**SET OF TASKS:**
[1] Translate this sentence from the passage on electronic stability control into Spanish: "Braking is automatically applied to wheels individually."
[2] Write the next part of the passage on electronic stability control, picking up after its last sentence.

The Car Care Council is the source of information for the “Be Car Care Aware” consumer education campaign promoting the benefits of regular vehicle care, maintenance and repair to consumers. To obtain a free service interval schedule, visit www.carcare.org.

Fatal accidents could be prevented by the use of this technology.

According to Insurance Institute for Highway Safety and the U.S. National Highway Traffic Safety Administration, one-third of fatal accidents could be prevented by the use of this technology.

Electronic stability control (ESC), also referred to as electronic stability program (ESP) or dynamic stability control (DSC), is a computerized technology that improves a vehicle’s stability by detecting and reducing loss of traction (skidding).

ESC intervenes only when it detects a probable loss of steering control, i.e. when the vehicle is not going where the driver is steering. This may happen, for example, when skidding during emergency evasive swerves, under steer or over steer during poorly judged turns on slippery roads, or hydroplaning. ESC may also intervene in an unwanted way during high-performance driving, because steering input may not always be directly indicate the intended direction of travel (i.e. controlled drifting). ESC estimates the direction of the skid, and then applies the brakes to individual wheels asymmetrically, opposing the skid and bringing the vehicle back in line with the driver’s intended direction. When ESC detects loss of steering control, it automatically applies the brakes to help “steer” the vehicle where the driver intends to go. Braking is automatically applied to wheels individually. Some ESC systems also reduce engine power until control is regained. Additionally, the system may reduce engine power or operate the transmission to slow the vehicle down. ESC does not improve a vehicle’s performance; instead, it helps to minimize the loss of control.

**ENTRIES SHOWN:**
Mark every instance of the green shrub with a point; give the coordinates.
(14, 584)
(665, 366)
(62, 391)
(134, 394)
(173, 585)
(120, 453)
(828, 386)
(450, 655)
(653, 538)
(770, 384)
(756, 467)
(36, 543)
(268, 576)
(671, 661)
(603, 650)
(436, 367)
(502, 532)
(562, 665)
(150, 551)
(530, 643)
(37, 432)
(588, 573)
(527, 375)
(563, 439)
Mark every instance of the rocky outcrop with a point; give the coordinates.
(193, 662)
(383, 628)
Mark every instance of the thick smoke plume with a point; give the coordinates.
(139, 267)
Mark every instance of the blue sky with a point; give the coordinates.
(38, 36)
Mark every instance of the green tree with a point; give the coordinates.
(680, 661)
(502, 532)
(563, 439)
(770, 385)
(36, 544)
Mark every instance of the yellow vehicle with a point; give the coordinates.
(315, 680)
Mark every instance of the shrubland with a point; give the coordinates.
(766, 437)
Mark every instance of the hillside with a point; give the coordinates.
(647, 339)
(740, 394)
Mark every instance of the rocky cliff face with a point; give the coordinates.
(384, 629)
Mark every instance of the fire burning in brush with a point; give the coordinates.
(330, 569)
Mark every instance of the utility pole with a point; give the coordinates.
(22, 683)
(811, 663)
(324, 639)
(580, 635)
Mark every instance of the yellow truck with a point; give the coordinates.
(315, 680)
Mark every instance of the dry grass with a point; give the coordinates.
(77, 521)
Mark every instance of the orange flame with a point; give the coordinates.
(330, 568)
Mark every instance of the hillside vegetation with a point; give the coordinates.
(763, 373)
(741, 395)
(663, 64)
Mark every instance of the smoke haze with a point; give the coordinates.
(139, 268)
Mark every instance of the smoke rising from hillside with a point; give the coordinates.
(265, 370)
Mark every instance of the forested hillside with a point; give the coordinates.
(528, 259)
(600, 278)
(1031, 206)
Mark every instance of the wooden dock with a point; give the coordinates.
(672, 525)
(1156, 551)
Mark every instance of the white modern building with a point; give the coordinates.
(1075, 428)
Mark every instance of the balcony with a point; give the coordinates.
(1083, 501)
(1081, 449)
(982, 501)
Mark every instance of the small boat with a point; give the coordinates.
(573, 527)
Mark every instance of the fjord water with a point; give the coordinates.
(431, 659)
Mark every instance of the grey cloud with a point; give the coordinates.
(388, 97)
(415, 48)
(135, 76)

**WRITTEN RESPONSES:**
[1] El frenado se aplica automáticamente a cada rueda de forma individual.

[2]
ESC can work on any surface, from dry pavement to frozen lakes. It reacts to and corrects skidding much faster and more effectively than the typical human driver, often before the driver is even aware of any expected loss of control. In fact, this led to some concern that ESC could allow drivers to become overconfident in their vehicle’s handling and/or their own driving skills. For this reason, ESC systems typically inform the driver when they intervene, so that the driver knows that the vehicle’s handling limits have been approached. Most activate a dashboard indicator light and/or alert tone; some intentionally allow the vehicle’s corrected course to deviate very slightly from the driver-commanded direction, even if it is possible to more precisely match it.

All ESC manufacturers emphasize that the system is not a performance enhancement nor a replacement for safe driving practices, but rather a safety technology to assist the driver in recovering from dangerous situations. ESC does not increase traction, ESC works within inherent limits of the vehicle’s handling and available traction between the tyres and road. A reckless maneuver can still exceed these limits, resulting in loss of control. Drive Safe!